Votre objectif: Reprenez le passage sur la consécration de Willermoz comme apprenti Rose-Croix et poursuivez-le après sa dernière phrase.

Passage choisi:
Willermoz ne va être consacré qu’apprenti Rose-Croix ; il se contentera d’abord du seul quart de cercle répondant à l’Orient, dans lequel il pourra inscrire un cercle de petite dimension. Il tracera aussi, à l’ouest de sa chambre, un cercle complet dit Cercle de retraite (37).

Le travail prescrit ne peut être tenté que deux fois par an, aux équinoxes de mars et de septembre, pendant trois jours de suite. Il est précédé d’un jeûne rigoureux commencé quatre ou cinq jours avant la pleine lune et accompagné des prières précitées (38).

Lignes de données:
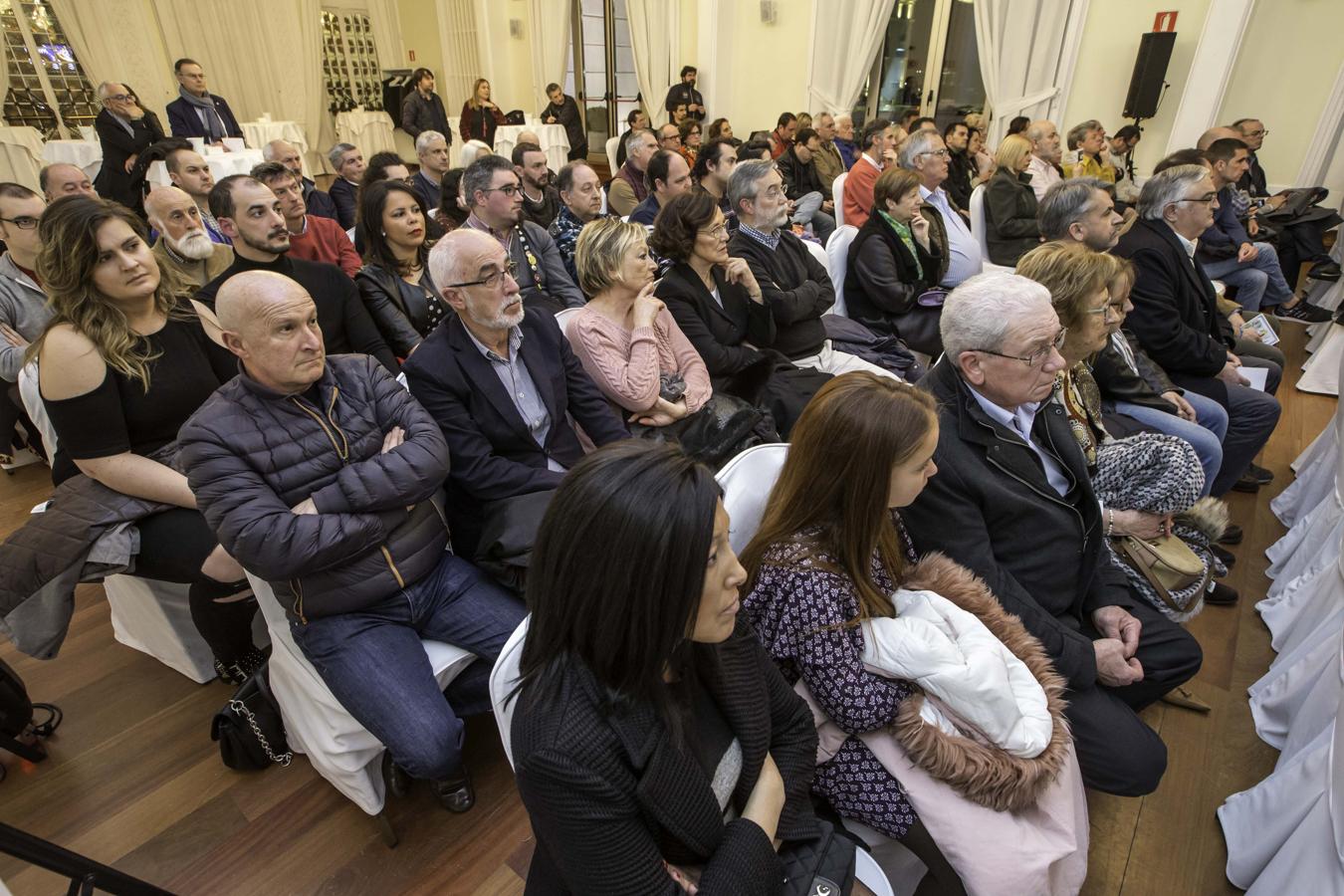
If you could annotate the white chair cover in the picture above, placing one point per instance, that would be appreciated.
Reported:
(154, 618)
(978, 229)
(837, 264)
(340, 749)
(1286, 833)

* * *

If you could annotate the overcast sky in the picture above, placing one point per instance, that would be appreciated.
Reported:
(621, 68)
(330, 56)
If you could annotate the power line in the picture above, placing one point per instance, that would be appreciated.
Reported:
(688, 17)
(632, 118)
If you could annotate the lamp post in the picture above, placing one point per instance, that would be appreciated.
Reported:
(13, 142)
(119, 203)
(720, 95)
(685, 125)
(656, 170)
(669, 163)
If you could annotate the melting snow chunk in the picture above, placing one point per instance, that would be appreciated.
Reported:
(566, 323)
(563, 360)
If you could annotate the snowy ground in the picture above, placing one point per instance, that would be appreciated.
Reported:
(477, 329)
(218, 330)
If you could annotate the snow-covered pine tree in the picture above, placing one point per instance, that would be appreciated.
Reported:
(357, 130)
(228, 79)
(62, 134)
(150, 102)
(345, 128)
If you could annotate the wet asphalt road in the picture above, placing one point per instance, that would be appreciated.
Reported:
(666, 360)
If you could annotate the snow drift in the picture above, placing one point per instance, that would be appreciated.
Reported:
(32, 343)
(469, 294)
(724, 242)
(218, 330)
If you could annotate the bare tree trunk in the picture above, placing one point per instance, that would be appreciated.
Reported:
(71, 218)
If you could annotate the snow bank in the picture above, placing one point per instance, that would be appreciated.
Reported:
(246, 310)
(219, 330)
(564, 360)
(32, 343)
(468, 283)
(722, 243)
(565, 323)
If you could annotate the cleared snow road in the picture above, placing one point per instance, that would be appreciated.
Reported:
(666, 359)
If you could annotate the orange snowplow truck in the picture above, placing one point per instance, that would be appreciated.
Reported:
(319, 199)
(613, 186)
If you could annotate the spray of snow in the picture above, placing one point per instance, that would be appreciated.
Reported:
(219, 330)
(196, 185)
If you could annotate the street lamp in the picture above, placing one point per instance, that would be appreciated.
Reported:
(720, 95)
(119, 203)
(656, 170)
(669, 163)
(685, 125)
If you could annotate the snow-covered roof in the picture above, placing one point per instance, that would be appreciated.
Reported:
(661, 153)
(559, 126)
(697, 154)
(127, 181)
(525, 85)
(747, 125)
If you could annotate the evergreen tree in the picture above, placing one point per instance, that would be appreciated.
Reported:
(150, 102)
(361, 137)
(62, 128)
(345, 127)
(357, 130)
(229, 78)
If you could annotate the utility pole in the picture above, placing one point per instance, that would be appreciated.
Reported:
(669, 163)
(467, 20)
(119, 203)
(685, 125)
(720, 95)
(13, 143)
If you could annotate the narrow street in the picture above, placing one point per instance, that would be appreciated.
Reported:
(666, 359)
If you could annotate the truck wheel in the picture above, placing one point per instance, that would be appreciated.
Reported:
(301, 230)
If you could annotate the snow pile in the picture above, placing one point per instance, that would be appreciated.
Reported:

==

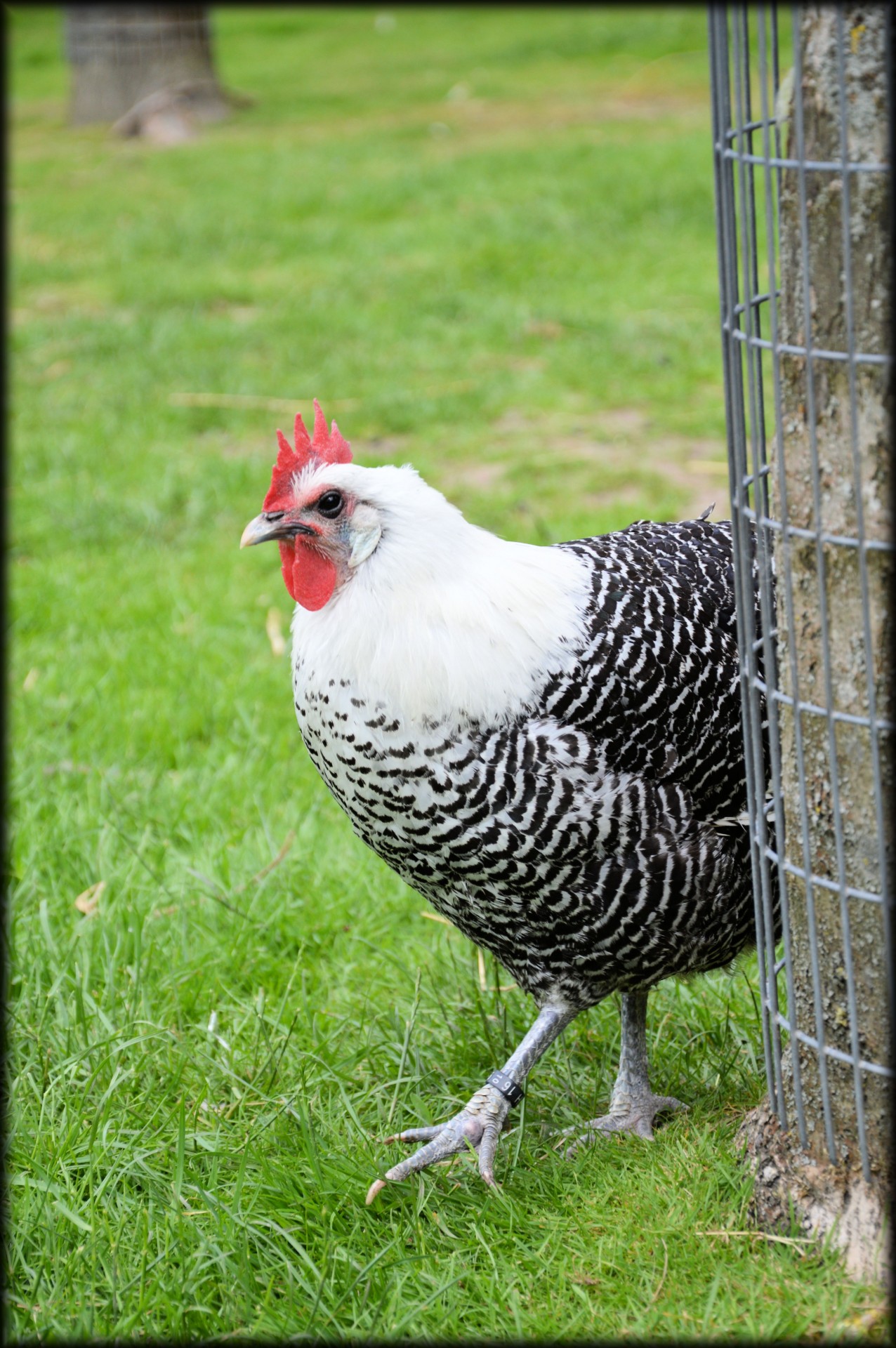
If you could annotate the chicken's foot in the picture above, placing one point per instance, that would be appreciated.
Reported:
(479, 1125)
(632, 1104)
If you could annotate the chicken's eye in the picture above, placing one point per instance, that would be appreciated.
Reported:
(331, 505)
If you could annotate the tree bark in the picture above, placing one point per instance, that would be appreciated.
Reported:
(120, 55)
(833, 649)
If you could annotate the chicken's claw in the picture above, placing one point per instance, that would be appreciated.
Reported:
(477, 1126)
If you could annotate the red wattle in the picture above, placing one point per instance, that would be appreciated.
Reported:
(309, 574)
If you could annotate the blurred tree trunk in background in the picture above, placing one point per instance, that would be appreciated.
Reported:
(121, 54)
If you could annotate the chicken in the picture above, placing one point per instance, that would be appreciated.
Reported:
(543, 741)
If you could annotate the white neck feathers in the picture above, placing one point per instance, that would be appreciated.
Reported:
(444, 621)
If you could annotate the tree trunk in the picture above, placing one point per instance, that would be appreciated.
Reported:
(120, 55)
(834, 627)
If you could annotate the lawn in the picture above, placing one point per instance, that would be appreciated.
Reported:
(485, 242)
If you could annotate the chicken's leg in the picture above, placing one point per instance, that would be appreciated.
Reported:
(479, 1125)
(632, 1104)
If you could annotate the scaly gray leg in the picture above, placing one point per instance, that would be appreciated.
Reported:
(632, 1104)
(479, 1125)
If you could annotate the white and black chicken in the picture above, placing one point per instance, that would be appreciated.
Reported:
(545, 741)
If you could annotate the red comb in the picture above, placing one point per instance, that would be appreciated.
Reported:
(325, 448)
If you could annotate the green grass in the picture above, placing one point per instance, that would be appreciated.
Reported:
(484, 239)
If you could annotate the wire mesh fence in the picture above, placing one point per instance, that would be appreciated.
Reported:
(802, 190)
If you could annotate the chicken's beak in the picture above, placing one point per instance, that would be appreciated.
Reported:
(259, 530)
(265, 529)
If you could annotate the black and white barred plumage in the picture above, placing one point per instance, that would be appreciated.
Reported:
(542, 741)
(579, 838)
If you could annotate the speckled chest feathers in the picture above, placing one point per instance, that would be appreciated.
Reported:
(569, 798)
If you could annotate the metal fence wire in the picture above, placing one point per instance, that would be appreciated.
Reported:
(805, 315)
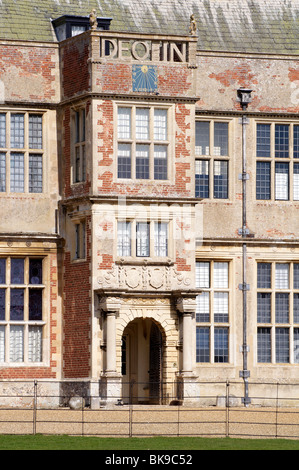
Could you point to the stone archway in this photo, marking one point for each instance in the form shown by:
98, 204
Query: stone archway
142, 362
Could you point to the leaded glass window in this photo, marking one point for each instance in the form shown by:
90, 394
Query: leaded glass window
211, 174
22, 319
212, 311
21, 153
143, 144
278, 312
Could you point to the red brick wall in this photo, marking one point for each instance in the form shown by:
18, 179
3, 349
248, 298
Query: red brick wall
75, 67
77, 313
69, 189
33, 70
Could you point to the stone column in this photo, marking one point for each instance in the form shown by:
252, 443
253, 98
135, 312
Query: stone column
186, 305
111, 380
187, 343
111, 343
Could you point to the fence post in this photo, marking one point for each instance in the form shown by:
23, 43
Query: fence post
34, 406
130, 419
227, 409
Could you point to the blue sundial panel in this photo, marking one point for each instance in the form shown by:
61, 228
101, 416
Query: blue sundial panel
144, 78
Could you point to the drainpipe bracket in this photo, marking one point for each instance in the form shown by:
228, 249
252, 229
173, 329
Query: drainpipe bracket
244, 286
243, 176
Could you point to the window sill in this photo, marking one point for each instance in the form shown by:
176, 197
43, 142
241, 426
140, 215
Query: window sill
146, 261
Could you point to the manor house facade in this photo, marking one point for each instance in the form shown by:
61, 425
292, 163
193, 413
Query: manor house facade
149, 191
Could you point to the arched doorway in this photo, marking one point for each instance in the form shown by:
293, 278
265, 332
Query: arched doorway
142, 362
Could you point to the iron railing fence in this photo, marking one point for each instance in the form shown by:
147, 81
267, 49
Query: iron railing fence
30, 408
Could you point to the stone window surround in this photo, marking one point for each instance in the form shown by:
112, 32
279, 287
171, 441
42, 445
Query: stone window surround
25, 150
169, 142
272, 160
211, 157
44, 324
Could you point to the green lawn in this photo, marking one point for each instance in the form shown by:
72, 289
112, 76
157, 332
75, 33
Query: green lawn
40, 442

Résultat de tâche:
Martines est à Bordeaux, Willermoz à Lyon ! Peu importe, Martines, précurseur de la télégraphie sans fil, agira à distance. La lettre du 11 septembre 1768 (39) décrit le cérémonial :

« Vous êtes averti au nom de l’Eternel de vous trouver prosterné dans le cercle qui est vers Ouest où le mot de I A B est écrit, à minuit précis du 27 au 28… vous placerez trois bougies à l’angle de votre quart de cercle ; une au centre intérieur du cercle qui est dans votre quart de cercle sur la barre ouest écrit R A P ; vous mettrez également deux bougies à chaque extrémité de votre quart de cercle et une seule au centre des quatre au milieu de la seconde ligne qui partage les noms et les hiéroglyphes qui y sont écrits dedans ; cette seule lumière est le symbole de ma présence sympathique à vos opérations. Le cercle où [164] vous devez faire votre prosternation sera à deux pieds de distance de l’angle d’ouest qui est en face de l’angle est où votre quart de cercle sera tracé. Après cette préparation faite vous ferez votre prosternation et habillement.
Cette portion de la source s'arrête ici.